The current job market, however, not only ignores the distinction between gender roles (by law), it actively discriminates against men and has done so at the behest of left-wing feminist ideology for several decades.

While men still dominate the top executive roles (26% of women held a C-suite position in 2023), many entry and middle-management roles across industries are focused on "equity," which involves excluding men (especially white men) in order to hire more women and minorities.

Young men, who are naturally wired as males to seek upward mobility to prove they are sufficient providers for potential mates, have been blocked out of "climbing the ladder," which has made many men bitter toward the entire system (and society as a whole).

It isn't confined to the U.S., however. From the Post:

Economist Erin Clarke, from the e61 Institute, analysed Australian data from the long-running HILDA survey and found Gen Z men (born between 1997 and 2012) are increasingly likely to believe in traditional gender roles - things like 'men should earn the money while women care for the kids.' Clarke's work was reported by The Guardian in April, and it revealed something no parent really wants to hear: young men today are more likely to hold sexist views than millennial or Gen X men.

▶ **Written instruction 1**:
Reproduce the listing lines verbatim, starting at the line that contains "If any heron beak" and continuing through the final line of the listing, both ends included.

▶ **Exercise material**:
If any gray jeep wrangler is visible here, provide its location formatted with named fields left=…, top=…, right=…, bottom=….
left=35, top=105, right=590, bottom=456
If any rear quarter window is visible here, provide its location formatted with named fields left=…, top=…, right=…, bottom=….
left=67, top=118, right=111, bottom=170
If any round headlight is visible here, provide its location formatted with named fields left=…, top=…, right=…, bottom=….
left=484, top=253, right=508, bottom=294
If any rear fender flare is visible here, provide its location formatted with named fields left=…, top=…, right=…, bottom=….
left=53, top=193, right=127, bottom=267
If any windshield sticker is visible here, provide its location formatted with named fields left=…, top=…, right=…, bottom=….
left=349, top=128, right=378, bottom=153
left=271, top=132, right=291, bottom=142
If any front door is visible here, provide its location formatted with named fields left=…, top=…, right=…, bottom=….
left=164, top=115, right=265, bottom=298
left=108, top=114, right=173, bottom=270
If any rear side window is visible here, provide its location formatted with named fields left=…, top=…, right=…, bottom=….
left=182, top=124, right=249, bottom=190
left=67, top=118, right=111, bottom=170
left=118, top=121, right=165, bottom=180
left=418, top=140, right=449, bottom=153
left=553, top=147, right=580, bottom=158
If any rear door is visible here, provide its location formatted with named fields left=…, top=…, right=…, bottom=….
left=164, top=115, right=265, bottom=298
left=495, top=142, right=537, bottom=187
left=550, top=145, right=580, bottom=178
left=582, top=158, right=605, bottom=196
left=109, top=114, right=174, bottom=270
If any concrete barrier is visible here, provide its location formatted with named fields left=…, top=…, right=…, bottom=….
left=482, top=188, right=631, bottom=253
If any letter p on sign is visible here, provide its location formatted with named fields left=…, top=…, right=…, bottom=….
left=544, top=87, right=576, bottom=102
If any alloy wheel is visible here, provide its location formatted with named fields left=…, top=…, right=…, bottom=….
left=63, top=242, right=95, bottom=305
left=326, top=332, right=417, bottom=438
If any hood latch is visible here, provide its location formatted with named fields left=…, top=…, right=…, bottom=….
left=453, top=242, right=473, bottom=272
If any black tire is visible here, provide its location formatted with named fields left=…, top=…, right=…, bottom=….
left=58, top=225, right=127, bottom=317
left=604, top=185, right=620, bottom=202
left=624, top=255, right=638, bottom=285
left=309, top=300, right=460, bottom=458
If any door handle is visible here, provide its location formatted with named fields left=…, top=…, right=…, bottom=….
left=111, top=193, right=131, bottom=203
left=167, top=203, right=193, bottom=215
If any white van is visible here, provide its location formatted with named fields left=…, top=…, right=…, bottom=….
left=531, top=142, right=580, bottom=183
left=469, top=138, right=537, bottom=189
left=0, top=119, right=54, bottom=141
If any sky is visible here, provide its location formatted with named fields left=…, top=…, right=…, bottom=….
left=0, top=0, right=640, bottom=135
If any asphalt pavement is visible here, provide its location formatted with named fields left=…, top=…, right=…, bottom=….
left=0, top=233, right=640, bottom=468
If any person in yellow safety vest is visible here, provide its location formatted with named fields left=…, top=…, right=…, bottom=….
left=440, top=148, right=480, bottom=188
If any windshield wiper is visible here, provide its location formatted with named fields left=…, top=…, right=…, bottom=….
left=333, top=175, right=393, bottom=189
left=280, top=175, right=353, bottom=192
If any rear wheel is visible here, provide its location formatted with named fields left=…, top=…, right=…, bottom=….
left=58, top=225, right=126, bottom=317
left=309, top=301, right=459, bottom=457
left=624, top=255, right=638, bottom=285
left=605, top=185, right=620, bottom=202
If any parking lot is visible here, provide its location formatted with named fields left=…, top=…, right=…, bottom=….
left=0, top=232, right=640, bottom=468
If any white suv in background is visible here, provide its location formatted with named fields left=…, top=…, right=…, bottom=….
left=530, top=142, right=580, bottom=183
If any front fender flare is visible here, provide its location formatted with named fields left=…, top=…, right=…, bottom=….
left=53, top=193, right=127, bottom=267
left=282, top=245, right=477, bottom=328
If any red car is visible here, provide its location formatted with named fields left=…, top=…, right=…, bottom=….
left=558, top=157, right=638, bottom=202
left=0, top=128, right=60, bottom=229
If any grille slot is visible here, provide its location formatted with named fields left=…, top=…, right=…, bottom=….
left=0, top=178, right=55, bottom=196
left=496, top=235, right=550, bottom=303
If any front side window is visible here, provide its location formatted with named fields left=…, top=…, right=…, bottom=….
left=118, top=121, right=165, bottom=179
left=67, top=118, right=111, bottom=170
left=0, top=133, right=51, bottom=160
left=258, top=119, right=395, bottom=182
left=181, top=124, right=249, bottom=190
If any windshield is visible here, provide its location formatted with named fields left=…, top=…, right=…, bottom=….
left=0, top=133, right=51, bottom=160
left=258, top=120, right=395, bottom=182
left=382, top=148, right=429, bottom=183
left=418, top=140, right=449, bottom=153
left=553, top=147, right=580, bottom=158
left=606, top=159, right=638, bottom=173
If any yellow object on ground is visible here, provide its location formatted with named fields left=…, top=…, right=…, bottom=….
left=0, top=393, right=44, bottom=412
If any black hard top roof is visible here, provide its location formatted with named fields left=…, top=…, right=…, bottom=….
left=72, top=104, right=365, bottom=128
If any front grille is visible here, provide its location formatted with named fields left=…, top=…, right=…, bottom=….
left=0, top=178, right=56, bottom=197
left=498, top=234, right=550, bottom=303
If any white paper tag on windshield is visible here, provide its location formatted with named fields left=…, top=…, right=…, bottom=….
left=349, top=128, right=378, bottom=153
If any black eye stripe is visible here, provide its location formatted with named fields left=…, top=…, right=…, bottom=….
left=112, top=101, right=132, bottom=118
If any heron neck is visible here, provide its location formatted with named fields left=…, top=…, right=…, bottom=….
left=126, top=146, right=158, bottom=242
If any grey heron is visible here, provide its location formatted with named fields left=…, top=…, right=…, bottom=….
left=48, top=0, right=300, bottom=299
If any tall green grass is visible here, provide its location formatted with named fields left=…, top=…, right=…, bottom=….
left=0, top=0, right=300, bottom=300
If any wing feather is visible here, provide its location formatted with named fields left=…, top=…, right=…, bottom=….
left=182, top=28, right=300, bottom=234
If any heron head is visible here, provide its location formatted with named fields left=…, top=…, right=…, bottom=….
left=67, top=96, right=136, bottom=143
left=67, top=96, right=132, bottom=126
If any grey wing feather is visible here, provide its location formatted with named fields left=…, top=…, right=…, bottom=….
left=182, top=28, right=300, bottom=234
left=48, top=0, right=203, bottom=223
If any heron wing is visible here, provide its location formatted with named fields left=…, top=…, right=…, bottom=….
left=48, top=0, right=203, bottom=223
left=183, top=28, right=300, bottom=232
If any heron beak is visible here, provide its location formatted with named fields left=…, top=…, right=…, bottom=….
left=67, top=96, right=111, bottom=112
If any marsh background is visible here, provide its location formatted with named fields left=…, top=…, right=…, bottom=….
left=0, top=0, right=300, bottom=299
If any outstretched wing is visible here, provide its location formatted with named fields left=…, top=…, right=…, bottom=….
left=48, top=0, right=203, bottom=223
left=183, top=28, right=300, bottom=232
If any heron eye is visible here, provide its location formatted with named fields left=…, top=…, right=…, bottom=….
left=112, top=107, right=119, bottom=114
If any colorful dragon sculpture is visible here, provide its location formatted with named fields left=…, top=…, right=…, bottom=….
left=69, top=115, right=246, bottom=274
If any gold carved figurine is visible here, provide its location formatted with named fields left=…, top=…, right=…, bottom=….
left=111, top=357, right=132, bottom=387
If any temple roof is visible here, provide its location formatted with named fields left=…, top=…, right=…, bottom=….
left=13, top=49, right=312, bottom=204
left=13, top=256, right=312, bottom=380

▶ **Written instruction 2**:
For each statement, answer yes or no according to the passage on young men and the job market, and quote the words of the passage that decide it: (a) 26% of women held a C-suite position in 2023. (b) Erin Clarke analysed U.S. data from the HILDA survey. (c) The Guardian reported Clarke's work in April.

▶ **Exercise result 1**:
If any heron beak is visible here, provide its location formatted with named fields left=…, top=…, right=…, bottom=….
left=67, top=96, right=111, bottom=112
If any marsh background is visible here, provide its location formatted with named fields left=…, top=…, right=…, bottom=….
left=0, top=0, right=300, bottom=299
If any outstretched wing is visible here, provide its location formatted with named fields left=…, top=…, right=…, bottom=….
left=48, top=0, right=203, bottom=223
left=183, top=28, right=300, bottom=232
If any heron eye is visible here, provide its location formatted with named fields left=…, top=…, right=…, bottom=….
left=112, top=107, right=119, bottom=114
If any colorful dragon sculpture is visible here, provide its location formatted with named fields left=…, top=…, right=…, bottom=….
left=69, top=115, right=246, bottom=274
If any gold carved figurine is visible here, provide its location formatted with named fields left=…, top=…, right=…, bottom=….
left=111, top=357, right=132, bottom=387
If any temple roof is visible here, provide its location formatted with named fields left=…, top=…, right=…, bottom=….
left=13, top=49, right=312, bottom=204
left=13, top=256, right=312, bottom=380

▶ **Exercise result 2**:
(a) Yes: "26% of women held a C-suite position in 2023"
(b) No: "analysed Australian data from the long-running HILDA survey"
(c) Yes: "Clarke's work was reported by The Guardian in April"